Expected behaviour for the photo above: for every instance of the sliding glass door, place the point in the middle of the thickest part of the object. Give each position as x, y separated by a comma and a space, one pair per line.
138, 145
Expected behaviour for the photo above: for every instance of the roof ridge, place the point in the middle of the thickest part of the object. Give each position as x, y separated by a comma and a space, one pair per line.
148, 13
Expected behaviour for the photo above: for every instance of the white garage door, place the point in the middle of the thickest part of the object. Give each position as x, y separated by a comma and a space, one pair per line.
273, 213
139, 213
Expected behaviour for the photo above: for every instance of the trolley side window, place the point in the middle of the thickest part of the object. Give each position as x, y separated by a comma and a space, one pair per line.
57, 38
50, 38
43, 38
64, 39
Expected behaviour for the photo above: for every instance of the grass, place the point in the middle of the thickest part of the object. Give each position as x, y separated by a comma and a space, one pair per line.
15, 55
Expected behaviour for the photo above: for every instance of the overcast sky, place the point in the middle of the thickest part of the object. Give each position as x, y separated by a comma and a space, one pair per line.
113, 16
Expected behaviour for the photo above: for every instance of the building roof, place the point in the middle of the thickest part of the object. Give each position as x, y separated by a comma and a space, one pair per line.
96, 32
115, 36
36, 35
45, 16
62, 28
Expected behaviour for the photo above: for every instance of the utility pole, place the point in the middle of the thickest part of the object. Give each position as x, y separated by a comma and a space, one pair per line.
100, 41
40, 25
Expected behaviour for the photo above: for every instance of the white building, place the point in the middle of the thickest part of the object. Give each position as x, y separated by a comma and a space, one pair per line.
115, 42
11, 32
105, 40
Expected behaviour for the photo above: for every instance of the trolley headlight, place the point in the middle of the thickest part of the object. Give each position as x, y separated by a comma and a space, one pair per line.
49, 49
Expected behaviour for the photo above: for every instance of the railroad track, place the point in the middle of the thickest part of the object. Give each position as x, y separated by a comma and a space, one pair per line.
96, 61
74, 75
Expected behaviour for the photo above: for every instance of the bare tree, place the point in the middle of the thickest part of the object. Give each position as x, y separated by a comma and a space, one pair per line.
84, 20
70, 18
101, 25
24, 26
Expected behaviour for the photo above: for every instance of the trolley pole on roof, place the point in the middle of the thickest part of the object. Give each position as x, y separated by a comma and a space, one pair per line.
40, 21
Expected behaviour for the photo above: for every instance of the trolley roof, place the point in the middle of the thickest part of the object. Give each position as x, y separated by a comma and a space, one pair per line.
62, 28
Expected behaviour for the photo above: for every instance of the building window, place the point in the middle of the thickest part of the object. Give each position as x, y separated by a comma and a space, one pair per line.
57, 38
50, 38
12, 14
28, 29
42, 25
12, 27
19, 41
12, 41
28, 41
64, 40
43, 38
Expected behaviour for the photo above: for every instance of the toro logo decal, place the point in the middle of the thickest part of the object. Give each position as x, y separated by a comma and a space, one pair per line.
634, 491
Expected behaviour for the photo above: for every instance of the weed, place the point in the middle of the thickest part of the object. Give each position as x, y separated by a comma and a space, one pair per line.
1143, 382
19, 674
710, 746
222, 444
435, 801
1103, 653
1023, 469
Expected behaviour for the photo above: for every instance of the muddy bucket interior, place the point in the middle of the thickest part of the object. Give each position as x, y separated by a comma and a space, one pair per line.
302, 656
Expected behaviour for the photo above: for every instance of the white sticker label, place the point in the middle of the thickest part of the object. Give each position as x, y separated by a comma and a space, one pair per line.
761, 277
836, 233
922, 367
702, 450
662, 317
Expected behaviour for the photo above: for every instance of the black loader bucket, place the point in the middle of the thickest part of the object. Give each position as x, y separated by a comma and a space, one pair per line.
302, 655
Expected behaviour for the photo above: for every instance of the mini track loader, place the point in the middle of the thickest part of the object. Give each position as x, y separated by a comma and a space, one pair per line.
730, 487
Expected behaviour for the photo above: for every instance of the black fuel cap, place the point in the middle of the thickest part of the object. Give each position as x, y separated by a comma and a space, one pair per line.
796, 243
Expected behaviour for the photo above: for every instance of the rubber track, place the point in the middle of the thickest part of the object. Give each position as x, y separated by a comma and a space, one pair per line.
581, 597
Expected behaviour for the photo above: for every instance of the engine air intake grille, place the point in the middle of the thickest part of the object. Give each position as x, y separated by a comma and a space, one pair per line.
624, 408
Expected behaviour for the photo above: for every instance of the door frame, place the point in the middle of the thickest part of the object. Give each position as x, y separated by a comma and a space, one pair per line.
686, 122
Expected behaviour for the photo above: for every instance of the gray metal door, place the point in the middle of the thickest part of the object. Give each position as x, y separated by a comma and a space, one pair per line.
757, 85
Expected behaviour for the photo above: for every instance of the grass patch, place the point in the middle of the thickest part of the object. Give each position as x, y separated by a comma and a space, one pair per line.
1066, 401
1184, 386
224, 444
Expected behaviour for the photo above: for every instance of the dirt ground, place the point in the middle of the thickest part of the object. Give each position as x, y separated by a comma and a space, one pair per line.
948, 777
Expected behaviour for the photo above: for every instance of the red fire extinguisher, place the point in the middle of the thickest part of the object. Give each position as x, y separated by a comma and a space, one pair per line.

## WHAT IS EXPECTED
Keep to the lines from the one containing "of the engine" to the end of the entries above, and retype them exactly.

## SOLUTION TO THIS EXERCISE
Expected behaviour for the photo above: for every instance of the engine air intake grille, place the point in the middle of the thickest part of the object. Give each position as x, y separated by a comma and a space, one pair per line.
624, 408
Expected behaviour for the photo above: for every instance of the door frame, place the point in the middle of the thickest part of the object. Give each position as x, y separated by a comma and a space, one pair per line.
686, 122
Expected behaviour for the photo above: for every instance of the gray metal door, place the point in the middle of the thickest part of the object. Give each position as x, y separated by a comma and a space, one pair per line.
757, 85
Expected behaviour for the photo above: for every instance of the grass patch, place the point in the middle of the thickest part of the object. Give each position as x, y separated by a comma and a space, one pair per line.
1066, 401
1184, 386
224, 444
Expected behaviour for the photo above: for every instance of the dirt ground, place the point in the middle of the thickest part of the object. Give each position as x, y separated by a comma and a space, one pair per line.
948, 777
Expected behaviour for the photo above: for every instance of the red fire extinguisher, place the point in the middle of the thickest part of the object. Give each position as x, y separated by a comma and a space, one pair per line.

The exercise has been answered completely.